Put the items from the line with "segment --region=ship railing" to the line with "[[[17,98],[16,99],[16,104],[37,105],[38,104],[38,100],[34,99]]]" into a two-column CSV with the columns input and output. Give one row per item, with its text and its answer each in a single quoted field and line breaks replaced by spaces.

> Record list:
--

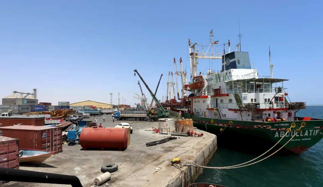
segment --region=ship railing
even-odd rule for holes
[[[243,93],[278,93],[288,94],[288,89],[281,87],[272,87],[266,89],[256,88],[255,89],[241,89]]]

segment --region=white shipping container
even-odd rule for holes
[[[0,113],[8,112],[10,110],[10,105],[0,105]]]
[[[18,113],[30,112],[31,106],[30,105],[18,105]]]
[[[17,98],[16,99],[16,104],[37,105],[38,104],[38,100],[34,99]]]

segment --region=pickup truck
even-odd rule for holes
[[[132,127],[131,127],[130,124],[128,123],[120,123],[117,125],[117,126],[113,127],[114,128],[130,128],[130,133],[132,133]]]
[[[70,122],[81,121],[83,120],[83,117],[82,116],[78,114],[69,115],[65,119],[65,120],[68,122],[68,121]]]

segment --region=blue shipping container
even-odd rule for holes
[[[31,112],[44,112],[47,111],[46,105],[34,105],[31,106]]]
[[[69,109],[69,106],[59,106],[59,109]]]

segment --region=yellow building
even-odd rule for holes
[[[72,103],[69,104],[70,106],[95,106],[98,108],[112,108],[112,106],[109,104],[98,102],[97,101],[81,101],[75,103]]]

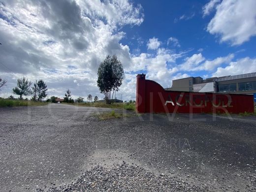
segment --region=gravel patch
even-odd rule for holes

--

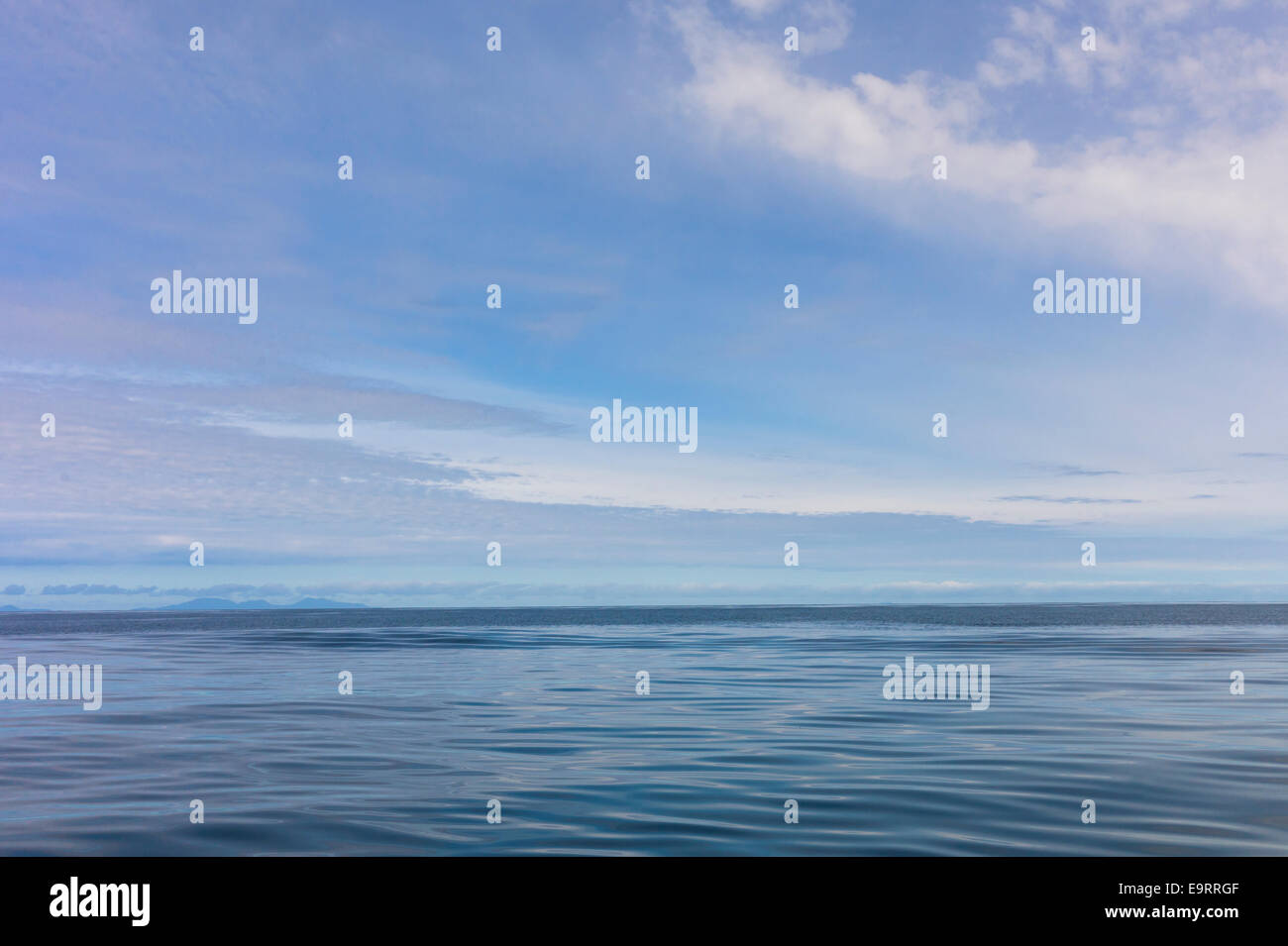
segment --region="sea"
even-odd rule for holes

--

> Reply:
input,output
"segment --region=ship railing even-odd rule for holes","[[[243,93],[278,93],[288,94],[288,89],[281,87],[272,87],[266,89],[256,88],[255,89],[241,89]]]"
"segment --region=white shipping container even-odd rule for holes","[[[0,113],[8,112],[10,110],[10,105],[0,105]]] [[[18,113],[30,112],[31,106],[30,105],[18,105]]] [[[17,98],[16,99],[16,104],[37,105],[38,104],[38,100],[34,99]]]"